→ What this task involves
How many lines of the entries below include the word "necklace"? Answer with the number alone.

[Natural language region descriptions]
--------------------

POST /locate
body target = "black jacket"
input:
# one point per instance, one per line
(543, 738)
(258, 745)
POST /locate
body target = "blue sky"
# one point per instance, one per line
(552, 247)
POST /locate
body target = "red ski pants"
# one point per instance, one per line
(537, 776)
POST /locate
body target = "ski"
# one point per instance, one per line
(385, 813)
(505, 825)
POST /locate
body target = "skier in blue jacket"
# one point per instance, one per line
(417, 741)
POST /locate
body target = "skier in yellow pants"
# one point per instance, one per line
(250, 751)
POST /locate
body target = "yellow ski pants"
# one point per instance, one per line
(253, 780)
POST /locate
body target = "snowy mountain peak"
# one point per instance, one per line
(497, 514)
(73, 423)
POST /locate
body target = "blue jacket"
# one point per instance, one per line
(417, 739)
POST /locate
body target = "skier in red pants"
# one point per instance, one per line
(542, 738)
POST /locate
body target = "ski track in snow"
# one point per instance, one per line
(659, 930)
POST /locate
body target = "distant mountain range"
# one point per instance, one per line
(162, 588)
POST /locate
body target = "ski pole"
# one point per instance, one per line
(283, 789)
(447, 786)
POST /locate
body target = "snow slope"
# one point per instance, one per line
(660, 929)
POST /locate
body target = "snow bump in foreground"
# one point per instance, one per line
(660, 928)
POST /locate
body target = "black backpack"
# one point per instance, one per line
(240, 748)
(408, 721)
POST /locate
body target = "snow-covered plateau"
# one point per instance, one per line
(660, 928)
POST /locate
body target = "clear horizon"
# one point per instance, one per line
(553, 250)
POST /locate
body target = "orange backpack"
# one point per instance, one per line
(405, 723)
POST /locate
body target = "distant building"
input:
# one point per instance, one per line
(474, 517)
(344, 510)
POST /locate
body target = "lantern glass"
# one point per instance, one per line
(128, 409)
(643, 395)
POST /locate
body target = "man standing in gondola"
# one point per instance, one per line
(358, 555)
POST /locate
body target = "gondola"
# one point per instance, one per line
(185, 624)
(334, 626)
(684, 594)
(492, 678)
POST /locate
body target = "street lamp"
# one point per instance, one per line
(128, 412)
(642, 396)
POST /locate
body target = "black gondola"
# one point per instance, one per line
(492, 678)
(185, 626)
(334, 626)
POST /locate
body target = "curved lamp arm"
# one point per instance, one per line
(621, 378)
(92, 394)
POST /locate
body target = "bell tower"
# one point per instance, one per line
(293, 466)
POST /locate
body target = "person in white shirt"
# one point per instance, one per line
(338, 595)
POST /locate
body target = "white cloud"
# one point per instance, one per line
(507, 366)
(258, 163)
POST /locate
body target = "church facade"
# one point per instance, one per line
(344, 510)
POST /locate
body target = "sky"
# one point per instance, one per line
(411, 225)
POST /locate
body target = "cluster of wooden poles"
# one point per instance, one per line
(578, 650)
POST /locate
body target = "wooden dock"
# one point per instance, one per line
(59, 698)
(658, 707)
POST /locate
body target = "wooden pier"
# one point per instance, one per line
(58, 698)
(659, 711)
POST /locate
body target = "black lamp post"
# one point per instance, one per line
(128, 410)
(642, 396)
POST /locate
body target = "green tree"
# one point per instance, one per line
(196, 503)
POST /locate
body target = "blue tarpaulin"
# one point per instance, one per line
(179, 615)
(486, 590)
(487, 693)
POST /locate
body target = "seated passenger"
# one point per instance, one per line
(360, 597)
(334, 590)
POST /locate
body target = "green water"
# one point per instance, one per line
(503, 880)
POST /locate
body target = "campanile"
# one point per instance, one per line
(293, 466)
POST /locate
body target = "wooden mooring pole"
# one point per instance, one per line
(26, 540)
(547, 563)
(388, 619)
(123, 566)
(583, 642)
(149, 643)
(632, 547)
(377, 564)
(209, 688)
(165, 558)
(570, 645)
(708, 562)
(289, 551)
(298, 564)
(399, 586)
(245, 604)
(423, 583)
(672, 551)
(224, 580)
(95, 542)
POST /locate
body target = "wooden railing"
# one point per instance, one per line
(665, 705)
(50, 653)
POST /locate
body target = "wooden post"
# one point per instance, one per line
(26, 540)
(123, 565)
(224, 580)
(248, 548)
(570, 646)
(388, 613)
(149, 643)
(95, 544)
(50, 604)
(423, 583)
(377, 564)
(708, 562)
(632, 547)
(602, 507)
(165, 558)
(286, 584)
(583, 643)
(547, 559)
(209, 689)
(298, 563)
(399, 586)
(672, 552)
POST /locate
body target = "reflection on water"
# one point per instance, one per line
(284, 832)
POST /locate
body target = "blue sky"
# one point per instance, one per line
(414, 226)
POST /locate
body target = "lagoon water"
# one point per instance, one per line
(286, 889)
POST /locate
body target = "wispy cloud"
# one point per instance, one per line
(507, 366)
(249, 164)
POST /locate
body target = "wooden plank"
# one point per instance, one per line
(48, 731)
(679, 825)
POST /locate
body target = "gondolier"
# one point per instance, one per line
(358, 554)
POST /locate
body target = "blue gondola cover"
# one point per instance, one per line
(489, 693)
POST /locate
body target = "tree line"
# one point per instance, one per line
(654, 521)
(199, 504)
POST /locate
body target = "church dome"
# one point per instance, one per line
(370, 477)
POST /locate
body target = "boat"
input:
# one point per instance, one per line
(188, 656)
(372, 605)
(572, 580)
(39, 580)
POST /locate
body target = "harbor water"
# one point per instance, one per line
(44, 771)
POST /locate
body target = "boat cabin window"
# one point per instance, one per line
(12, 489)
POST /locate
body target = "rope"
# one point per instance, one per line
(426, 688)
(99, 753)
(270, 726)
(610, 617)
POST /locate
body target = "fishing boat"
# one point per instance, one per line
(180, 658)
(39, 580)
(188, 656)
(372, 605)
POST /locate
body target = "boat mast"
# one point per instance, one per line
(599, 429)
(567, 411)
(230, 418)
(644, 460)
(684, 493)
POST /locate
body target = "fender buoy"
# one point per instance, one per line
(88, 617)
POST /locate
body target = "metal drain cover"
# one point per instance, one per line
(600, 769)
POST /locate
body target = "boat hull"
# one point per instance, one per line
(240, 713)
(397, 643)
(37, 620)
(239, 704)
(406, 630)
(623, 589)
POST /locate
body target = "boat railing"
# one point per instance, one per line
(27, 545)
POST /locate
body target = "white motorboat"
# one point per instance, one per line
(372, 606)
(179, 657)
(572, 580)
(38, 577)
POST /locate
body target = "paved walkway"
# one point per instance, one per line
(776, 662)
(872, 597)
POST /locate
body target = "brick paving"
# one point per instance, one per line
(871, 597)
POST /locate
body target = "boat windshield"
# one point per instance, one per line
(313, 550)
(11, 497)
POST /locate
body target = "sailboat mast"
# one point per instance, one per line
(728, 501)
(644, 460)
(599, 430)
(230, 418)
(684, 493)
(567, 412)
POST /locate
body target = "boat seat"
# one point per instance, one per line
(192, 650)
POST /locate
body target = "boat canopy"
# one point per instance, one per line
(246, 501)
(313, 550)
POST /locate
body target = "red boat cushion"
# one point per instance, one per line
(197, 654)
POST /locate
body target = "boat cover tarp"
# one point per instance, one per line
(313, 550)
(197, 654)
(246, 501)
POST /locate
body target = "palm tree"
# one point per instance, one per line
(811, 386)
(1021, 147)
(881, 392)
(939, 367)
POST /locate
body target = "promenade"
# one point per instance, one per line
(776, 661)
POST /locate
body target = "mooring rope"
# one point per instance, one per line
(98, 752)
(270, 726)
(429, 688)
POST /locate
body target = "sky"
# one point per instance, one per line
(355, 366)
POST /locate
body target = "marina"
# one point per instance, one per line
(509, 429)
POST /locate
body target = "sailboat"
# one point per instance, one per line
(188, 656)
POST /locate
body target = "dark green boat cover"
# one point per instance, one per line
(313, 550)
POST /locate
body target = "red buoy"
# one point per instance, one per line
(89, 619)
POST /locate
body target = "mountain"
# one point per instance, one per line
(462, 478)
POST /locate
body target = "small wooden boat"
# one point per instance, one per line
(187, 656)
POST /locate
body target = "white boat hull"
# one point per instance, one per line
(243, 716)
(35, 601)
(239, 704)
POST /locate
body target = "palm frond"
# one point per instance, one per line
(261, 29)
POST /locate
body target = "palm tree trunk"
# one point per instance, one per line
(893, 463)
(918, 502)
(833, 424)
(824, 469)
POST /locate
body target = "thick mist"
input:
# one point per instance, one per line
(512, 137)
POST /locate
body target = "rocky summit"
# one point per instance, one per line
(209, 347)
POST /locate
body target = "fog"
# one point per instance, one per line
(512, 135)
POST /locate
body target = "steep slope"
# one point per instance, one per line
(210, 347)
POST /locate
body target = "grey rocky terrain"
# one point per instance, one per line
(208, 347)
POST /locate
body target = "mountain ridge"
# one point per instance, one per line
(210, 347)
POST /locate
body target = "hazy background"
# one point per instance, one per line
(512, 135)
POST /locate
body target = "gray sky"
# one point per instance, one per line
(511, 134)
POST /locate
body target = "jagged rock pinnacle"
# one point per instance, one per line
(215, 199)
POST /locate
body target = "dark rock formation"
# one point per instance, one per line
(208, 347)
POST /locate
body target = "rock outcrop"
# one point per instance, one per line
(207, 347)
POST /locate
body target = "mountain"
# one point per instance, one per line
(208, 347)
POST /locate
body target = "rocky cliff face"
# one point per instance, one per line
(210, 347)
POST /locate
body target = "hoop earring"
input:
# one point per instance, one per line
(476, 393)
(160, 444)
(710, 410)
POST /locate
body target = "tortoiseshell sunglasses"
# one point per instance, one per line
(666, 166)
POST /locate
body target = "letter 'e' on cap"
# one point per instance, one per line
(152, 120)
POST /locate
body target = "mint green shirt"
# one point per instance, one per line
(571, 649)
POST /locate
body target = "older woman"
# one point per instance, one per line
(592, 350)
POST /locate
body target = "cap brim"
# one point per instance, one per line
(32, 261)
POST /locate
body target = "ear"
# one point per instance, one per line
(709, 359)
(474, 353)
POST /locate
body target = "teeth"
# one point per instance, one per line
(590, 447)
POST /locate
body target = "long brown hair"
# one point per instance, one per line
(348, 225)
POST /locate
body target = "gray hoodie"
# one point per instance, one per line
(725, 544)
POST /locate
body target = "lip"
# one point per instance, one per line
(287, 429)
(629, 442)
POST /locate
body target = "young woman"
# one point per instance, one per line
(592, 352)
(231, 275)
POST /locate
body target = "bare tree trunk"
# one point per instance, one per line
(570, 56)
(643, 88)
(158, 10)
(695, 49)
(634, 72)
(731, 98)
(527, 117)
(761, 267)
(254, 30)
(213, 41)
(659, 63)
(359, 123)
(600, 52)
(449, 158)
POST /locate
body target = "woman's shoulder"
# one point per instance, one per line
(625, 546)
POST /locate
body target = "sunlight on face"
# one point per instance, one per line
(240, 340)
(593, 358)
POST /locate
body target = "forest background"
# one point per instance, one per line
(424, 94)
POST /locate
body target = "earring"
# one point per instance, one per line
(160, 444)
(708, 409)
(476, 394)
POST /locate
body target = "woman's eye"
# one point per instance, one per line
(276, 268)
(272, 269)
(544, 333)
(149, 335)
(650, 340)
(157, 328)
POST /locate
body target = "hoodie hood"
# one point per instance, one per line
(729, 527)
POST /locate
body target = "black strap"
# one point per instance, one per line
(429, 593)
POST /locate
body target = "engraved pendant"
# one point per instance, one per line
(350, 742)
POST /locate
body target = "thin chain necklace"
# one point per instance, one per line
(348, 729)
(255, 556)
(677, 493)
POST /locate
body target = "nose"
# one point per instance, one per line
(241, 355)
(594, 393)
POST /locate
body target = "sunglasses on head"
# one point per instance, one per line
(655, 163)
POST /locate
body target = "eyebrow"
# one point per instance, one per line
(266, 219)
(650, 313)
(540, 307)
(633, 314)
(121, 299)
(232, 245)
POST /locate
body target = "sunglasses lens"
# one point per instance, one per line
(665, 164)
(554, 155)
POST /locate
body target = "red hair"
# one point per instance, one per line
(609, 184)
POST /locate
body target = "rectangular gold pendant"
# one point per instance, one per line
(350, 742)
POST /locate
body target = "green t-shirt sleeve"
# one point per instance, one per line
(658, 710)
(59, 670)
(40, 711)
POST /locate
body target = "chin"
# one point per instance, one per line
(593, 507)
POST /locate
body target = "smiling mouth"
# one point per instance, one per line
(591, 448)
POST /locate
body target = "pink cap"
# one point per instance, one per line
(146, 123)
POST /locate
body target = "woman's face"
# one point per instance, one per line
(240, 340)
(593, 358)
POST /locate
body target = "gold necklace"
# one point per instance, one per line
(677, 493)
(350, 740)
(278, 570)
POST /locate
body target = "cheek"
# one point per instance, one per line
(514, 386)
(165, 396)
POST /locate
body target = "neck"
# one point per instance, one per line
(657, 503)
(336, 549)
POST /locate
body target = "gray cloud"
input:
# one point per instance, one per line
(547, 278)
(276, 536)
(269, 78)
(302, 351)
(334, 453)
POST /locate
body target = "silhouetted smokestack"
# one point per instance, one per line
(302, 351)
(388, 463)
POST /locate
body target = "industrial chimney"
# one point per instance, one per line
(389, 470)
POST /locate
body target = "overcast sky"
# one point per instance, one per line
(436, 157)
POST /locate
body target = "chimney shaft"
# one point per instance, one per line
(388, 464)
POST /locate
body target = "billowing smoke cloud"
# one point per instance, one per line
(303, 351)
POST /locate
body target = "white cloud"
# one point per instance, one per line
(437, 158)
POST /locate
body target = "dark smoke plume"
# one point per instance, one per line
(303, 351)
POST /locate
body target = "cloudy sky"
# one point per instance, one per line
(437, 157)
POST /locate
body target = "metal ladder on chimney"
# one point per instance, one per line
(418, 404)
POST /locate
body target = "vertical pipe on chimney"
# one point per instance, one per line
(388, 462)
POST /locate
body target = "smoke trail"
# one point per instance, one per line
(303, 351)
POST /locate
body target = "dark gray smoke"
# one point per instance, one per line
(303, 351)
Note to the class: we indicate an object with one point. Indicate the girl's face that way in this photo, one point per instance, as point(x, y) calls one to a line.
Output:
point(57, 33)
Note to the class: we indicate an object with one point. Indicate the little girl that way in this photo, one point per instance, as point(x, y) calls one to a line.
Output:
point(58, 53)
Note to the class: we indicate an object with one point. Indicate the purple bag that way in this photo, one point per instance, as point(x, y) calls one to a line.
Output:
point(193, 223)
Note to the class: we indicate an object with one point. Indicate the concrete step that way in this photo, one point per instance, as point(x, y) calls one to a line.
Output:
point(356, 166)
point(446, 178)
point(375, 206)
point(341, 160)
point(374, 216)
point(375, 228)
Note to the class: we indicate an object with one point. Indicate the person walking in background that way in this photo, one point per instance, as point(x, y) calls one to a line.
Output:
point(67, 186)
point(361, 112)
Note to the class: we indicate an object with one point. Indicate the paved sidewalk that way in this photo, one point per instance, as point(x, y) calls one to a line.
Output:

--------------------

→ Answer box
2